* **About this exercise**: Each line from the one containing "Please indicate the deer body" through the end of the entries below should be transcribed exactly, and no other line.

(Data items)
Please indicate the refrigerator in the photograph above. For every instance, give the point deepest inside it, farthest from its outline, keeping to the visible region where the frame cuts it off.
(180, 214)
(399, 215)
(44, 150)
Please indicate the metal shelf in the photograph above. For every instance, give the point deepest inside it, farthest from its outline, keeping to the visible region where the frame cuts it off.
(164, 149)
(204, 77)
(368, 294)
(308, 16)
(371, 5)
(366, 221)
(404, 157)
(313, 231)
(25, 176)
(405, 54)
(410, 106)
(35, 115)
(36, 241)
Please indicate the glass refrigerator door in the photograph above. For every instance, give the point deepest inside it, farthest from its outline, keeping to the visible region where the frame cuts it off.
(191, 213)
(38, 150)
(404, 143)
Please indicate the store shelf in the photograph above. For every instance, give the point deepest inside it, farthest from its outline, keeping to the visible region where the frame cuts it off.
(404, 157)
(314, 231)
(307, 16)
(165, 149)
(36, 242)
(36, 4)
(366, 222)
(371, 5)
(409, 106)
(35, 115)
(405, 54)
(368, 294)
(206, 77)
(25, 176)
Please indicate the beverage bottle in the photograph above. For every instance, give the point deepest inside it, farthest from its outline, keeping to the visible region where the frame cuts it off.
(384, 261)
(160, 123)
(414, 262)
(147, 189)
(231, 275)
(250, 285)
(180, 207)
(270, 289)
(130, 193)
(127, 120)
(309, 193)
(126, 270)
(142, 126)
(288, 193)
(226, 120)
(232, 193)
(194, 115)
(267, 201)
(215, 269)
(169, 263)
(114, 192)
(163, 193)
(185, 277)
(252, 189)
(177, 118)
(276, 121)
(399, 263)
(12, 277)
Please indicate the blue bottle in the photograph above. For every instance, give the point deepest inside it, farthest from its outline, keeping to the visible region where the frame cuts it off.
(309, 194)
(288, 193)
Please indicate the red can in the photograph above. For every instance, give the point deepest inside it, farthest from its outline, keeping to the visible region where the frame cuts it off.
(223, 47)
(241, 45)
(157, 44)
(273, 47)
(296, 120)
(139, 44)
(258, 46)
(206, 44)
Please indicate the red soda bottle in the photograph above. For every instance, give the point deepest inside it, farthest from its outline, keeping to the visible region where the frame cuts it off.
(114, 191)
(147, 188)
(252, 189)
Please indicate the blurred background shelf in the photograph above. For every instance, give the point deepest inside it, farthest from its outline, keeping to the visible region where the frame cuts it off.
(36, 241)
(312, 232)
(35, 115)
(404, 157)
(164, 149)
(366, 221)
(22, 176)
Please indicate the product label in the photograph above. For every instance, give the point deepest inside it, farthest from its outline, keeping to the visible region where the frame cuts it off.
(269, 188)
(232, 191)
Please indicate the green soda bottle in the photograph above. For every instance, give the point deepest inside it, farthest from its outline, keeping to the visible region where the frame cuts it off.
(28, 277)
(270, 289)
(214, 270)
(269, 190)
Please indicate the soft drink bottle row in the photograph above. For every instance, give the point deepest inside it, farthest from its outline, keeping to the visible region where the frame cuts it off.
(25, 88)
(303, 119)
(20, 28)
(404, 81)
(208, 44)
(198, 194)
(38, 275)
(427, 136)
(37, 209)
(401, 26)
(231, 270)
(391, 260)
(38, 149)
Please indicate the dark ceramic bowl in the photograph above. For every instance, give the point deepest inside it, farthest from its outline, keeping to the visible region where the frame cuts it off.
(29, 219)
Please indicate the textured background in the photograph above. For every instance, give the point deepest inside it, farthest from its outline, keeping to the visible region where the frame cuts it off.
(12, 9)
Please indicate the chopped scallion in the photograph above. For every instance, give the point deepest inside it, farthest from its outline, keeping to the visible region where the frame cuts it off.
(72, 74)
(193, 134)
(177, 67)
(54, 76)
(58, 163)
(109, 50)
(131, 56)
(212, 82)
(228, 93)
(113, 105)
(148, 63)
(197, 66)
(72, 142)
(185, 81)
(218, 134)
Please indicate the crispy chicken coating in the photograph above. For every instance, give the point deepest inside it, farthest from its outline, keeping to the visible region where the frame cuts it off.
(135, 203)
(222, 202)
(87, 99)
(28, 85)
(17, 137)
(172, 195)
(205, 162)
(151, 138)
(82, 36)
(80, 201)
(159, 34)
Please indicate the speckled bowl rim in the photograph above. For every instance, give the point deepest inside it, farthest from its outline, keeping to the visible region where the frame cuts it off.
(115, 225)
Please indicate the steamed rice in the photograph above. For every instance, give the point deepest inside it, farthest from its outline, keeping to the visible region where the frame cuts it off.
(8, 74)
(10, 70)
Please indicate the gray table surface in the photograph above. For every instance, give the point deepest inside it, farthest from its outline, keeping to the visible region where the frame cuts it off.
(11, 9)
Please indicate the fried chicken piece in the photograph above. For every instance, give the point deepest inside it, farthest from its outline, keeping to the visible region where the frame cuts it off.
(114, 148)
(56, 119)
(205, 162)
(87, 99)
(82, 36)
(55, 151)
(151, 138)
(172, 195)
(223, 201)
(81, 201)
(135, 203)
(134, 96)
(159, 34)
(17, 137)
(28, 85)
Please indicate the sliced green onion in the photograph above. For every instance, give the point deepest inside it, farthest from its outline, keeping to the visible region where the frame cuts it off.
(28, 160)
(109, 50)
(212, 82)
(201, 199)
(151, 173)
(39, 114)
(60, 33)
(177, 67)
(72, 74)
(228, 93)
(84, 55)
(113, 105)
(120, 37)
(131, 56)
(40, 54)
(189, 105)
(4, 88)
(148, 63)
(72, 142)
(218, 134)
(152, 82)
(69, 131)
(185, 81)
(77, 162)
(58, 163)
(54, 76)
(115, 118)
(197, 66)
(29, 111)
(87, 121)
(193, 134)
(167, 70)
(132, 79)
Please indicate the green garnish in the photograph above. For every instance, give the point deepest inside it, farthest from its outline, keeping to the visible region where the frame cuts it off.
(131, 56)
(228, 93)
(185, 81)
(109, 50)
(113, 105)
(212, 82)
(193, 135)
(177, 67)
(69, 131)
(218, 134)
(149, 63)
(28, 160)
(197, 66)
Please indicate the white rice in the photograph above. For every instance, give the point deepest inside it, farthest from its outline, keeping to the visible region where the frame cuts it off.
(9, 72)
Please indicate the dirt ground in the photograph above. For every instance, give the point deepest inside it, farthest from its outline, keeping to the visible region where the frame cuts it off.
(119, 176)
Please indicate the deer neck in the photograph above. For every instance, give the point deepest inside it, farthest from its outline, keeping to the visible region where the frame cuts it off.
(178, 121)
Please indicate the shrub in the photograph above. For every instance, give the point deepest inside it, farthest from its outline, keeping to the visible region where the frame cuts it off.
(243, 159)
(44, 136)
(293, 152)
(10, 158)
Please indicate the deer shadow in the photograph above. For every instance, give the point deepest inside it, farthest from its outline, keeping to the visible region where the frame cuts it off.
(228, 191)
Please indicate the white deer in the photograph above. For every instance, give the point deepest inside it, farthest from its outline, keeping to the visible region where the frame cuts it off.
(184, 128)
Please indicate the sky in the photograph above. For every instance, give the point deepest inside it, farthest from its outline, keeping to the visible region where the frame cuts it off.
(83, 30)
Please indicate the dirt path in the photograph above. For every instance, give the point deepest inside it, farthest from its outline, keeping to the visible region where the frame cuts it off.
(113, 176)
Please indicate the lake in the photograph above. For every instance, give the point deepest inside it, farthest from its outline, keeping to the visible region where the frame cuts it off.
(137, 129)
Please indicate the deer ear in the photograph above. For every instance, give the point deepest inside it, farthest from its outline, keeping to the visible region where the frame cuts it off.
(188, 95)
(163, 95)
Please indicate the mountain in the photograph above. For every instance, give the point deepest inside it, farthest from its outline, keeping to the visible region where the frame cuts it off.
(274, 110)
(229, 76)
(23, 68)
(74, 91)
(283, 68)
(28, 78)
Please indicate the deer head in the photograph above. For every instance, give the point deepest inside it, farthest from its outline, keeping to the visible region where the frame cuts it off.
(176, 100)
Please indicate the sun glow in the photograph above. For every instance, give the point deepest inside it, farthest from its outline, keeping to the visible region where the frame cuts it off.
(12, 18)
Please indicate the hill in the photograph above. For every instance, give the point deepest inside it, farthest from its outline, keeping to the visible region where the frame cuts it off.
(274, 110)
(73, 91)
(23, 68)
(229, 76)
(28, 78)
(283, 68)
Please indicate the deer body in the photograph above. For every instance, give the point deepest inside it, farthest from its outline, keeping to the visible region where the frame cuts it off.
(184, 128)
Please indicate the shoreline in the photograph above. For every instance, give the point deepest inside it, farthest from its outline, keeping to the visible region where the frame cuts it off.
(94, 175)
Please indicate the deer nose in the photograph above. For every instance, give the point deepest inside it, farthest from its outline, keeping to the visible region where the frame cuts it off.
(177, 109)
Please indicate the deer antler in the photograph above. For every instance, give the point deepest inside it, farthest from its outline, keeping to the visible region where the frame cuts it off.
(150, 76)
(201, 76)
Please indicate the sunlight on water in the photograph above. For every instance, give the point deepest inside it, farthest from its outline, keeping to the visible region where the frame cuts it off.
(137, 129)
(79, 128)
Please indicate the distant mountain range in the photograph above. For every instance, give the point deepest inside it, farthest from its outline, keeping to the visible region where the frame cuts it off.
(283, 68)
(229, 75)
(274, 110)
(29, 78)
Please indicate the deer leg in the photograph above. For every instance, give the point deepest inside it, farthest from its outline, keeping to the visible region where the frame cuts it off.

* **Answer area**:
Please indicate the deer body in the photograph above. For every instance, give the point deepest inside it, farthest from its outline, keeping to the visible region where the frame cuts it off.
(184, 128)
Please indicate the shoreline in the photograph above. For every instance, give the point deepest inside it, farthest from its outline, keeping to the visible region where the frame cuts it off.
(94, 175)
Please indicate the deer nose in the photograph above. For every instance, give the point deepest inside it, farthest from its outline, keeping to the visible region where the frame cuts it off.
(177, 109)
Please indicate the deer antler in the photograph above. For every instance, give the point deepest inside it, farthest from its outline, keeping to the visible region where the frame cuts it off.
(150, 76)
(201, 76)
Please indicate the sunlight on water in the photograph above. For every instance, give the point deepest inside it, farthest from its outline, keeping to the visible region where the frame cuts it off.
(137, 129)
(79, 128)
Please indicate the distant mountain range in the photograph above. For every instance, give the point deepest inside it, farthest from its outline, keeping to the visible region where the frame cuts it off.
(283, 68)
(229, 75)
(274, 110)
(29, 78)
Please indicate the deer leg in the photograph above. For every instance, give the point deepest inside it, farthest from its outline, keeping to the visible region where the frame cuts it off.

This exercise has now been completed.